-- start Working data --

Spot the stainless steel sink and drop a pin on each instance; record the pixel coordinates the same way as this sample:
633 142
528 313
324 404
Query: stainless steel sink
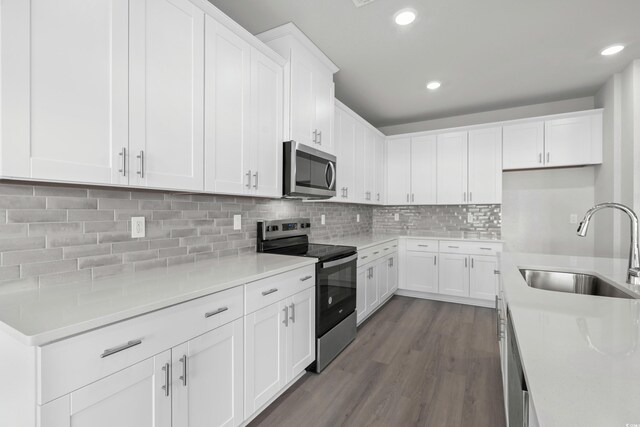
574 283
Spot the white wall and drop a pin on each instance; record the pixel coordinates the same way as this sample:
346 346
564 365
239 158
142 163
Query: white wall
537 204
534 110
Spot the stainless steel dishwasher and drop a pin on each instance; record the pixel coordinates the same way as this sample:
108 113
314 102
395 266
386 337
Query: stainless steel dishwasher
518 399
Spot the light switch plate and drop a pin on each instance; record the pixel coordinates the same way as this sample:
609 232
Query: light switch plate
137 227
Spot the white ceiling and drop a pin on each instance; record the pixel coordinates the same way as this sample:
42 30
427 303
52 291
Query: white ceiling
488 54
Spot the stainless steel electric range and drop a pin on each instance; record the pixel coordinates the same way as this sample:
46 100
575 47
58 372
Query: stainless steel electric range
335 283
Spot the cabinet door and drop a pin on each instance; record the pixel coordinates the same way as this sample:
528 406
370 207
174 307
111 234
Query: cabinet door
301 332
65 89
379 170
345 144
568 141
361 293
303 103
422 271
369 165
485 166
382 270
133 397
454 275
424 170
166 94
266 124
324 105
482 279
265 355
227 103
393 273
398 171
452 168
214 379
359 186
373 297
523 146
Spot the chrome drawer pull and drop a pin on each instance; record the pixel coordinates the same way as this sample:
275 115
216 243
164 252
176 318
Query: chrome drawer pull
114 350
218 311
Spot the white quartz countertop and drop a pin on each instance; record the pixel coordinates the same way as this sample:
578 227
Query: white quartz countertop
364 241
579 352
41 316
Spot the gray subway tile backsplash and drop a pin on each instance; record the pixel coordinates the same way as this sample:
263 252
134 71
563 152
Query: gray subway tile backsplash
54 234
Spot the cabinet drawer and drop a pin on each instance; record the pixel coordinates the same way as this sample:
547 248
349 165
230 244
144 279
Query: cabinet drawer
72 363
264 292
470 248
422 245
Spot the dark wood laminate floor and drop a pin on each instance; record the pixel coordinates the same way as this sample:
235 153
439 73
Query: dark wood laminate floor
414 363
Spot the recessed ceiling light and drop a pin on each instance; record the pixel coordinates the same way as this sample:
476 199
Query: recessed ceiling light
405 17
612 50
433 85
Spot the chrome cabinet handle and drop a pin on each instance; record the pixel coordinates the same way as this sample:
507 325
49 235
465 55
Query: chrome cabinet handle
140 157
183 377
218 311
167 378
111 351
123 162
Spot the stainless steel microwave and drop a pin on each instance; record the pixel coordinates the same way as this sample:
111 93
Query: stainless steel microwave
308 173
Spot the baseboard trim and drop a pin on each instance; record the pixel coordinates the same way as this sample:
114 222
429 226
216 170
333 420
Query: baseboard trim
445 298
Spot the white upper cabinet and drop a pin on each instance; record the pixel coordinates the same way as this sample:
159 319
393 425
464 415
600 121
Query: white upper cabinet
227 106
166 94
424 169
398 171
485 166
452 168
523 145
571 139
64 71
309 89
266 124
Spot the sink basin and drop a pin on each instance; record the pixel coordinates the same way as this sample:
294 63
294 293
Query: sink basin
573 283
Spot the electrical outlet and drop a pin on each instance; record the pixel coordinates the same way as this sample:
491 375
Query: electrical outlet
137 227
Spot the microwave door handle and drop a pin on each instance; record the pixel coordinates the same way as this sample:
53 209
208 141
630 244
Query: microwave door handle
339 261
333 174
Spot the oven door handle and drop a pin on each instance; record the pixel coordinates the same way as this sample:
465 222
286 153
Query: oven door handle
339 261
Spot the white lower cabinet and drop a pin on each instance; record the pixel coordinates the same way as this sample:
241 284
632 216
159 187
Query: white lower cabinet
134 397
279 345
454 275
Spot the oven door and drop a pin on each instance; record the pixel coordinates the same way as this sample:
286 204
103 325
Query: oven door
335 292
309 173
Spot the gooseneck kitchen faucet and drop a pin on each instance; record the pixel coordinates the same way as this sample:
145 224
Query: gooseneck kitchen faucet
633 273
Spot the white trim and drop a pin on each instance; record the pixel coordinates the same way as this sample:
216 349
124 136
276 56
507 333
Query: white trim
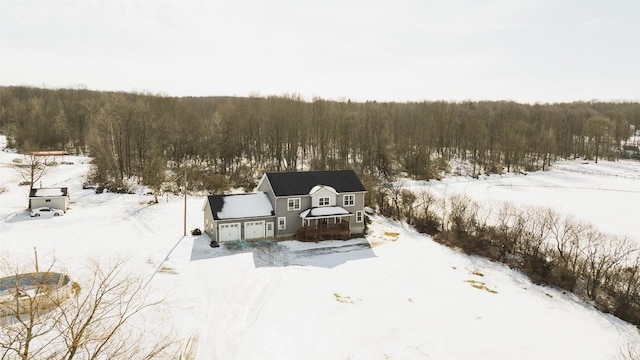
283 225
294 207
352 197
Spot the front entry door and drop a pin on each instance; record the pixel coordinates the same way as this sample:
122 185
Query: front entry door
269 230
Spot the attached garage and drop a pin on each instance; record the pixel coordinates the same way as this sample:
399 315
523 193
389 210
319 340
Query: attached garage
254 230
229 232
238 217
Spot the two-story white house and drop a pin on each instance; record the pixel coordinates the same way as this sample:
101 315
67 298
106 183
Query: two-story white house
305 205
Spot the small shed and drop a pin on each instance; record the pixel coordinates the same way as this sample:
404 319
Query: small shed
57 198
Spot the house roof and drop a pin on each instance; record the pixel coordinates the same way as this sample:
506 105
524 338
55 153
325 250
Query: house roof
48 192
238 206
325 211
301 183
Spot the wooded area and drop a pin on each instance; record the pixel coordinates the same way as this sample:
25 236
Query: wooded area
231 141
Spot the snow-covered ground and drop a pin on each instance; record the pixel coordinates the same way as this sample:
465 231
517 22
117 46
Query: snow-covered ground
394 294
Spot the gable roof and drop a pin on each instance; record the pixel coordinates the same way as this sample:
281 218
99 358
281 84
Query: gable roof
48 192
238 206
302 182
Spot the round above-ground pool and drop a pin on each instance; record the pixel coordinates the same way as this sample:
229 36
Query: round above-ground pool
30 292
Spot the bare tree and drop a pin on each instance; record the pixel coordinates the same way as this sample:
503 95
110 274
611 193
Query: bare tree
33 170
103 319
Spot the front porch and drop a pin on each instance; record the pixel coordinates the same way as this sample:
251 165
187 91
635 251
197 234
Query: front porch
325 223
324 231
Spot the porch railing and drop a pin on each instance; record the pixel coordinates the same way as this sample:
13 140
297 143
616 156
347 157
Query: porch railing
324 231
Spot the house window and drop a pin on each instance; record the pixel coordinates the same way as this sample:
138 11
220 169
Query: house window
349 200
293 204
324 201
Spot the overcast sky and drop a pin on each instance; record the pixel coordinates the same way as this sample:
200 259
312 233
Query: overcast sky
526 51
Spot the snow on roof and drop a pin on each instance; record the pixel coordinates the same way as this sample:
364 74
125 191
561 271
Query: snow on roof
245 206
324 211
319 187
48 192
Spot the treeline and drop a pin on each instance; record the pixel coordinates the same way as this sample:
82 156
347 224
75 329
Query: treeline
236 139
550 248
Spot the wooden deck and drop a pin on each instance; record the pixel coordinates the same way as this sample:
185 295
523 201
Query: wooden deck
340 230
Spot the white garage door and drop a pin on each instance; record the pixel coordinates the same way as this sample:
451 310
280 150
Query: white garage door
254 230
228 232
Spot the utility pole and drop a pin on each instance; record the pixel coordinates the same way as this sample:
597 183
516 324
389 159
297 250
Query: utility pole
186 183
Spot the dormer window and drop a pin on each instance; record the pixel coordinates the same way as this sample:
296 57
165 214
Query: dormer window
349 200
293 204
324 201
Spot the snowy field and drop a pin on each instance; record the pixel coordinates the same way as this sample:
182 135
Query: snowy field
393 294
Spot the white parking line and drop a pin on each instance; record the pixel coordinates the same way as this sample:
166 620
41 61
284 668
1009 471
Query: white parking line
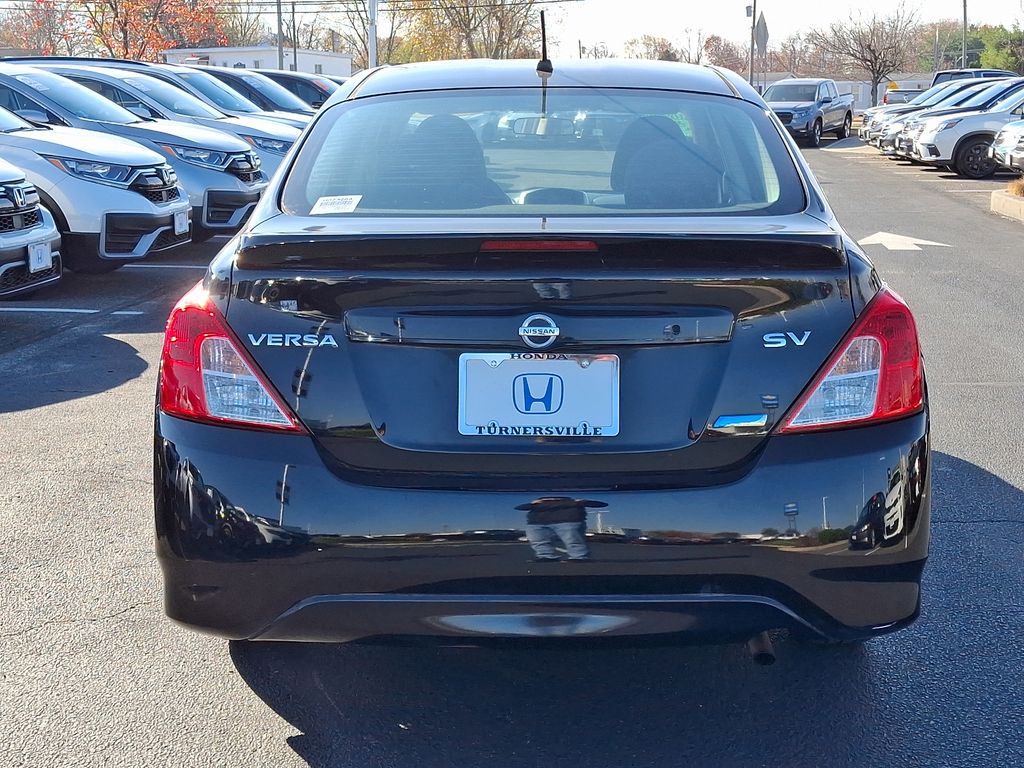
65 310
165 266
46 309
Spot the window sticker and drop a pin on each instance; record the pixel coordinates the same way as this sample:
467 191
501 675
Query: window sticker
336 204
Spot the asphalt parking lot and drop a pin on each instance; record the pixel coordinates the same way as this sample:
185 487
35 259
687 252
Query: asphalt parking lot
91 674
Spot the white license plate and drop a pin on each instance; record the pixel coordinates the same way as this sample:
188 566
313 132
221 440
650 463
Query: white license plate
538 394
40 258
181 222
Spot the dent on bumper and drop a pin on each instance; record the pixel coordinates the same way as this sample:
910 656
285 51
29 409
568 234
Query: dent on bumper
828 534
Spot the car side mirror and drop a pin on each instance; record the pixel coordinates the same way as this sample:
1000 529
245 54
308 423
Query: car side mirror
34 116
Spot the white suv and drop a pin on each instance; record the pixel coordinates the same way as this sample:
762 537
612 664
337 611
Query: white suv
29 239
963 141
114 201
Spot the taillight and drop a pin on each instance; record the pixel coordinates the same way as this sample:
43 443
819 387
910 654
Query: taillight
875 375
206 376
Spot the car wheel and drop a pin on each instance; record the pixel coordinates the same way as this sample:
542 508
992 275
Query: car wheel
845 131
815 136
973 160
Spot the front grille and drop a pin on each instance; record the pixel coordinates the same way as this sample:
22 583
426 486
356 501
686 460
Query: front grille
10 222
157 184
162 196
19 276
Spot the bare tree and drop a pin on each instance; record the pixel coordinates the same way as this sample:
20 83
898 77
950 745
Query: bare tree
392 25
692 49
878 45
651 46
243 23
725 53
56 28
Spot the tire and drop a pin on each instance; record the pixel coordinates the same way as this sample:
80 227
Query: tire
814 139
847 128
973 160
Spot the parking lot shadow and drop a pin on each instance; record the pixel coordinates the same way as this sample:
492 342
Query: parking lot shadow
885 702
35 378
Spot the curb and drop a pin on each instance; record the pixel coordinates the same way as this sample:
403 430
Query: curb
1011 206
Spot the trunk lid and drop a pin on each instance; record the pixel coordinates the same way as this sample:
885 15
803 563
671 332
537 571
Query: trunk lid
713 336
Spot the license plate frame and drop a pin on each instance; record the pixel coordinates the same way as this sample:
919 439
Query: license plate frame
40 257
539 394
181 222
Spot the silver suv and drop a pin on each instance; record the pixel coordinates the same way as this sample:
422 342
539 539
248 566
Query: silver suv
221 173
113 200
29 240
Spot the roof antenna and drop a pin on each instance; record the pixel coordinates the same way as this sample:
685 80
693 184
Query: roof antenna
544 67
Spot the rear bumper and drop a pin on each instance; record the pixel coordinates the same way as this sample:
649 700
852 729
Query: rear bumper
258 540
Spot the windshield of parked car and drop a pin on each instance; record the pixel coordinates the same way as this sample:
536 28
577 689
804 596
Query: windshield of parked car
172 97
1009 103
964 97
275 92
987 93
223 95
926 95
76 98
943 96
792 92
9 122
576 152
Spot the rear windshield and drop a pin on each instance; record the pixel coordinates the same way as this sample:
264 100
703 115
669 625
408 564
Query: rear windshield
571 152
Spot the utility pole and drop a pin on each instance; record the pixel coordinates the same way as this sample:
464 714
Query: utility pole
372 36
754 20
295 41
964 38
281 38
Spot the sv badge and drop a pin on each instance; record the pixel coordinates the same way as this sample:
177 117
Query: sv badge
780 340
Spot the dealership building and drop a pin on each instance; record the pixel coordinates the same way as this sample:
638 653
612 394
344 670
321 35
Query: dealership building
264 57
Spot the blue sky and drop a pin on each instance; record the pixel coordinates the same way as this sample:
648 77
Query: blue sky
613 22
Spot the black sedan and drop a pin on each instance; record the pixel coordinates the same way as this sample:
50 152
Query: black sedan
457 389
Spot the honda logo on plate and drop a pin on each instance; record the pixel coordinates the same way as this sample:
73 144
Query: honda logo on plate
538 393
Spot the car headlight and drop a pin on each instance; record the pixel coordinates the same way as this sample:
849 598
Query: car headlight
198 156
104 173
276 145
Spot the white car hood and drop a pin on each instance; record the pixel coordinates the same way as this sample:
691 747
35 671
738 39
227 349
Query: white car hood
77 143
10 174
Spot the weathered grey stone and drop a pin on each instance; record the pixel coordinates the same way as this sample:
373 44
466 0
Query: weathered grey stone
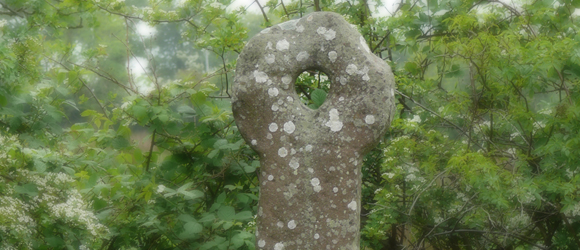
310 159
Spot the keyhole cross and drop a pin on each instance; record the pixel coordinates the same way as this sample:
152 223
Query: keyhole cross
310 177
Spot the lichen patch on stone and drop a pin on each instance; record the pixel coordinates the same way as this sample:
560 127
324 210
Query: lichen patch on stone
282 45
334 122
303 55
273 127
260 76
273 92
270 58
294 164
279 246
289 127
370 119
332 55
352 205
282 152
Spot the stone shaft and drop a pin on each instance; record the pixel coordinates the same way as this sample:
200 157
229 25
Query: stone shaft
310 178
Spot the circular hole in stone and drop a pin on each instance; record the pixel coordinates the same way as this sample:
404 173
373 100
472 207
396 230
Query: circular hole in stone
312 87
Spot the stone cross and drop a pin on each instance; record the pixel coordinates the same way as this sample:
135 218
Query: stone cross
310 177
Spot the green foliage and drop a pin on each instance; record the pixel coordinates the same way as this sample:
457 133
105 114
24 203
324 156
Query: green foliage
114 138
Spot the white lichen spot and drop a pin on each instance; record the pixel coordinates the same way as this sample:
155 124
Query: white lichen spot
282 152
370 119
334 122
351 69
366 77
289 127
343 80
315 181
294 164
270 58
261 77
286 81
328 34
261 243
303 55
332 55
273 92
282 45
352 205
279 246
273 127
363 43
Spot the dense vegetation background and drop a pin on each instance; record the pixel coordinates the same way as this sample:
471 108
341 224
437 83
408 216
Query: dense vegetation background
114 135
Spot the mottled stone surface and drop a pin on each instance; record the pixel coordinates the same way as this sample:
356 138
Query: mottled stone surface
310 159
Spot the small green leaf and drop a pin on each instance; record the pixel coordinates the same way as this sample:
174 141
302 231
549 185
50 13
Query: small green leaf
192 228
226 213
28 189
244 215
186 218
221 198
207 218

-- end Working data --

* _Exercise instructions_
Reproduce the lines above verbatim, starting at the line containing "Spot the dense" and continuing through the last line of the entries.

* _Task output_
Spot the dense vegetation background and drop a pin on each instance; record the pixel coordinates the same way as this sample:
471 108
341 224
437 83
408 216
Query: dense vegetation background
114 135
Spot the mottled stone surface and drop a pin on each instance; record the pixel coordinates the same way as this sample:
356 138
Query: mottled stone surface
310 159
Spot the small green leaf and drop a pin on each instance; record the pixel coordinates the same way as this sample:
174 141
302 231
549 185
50 13
Query: small green leaf
192 228
226 213
28 189
244 215
186 218
221 198
207 218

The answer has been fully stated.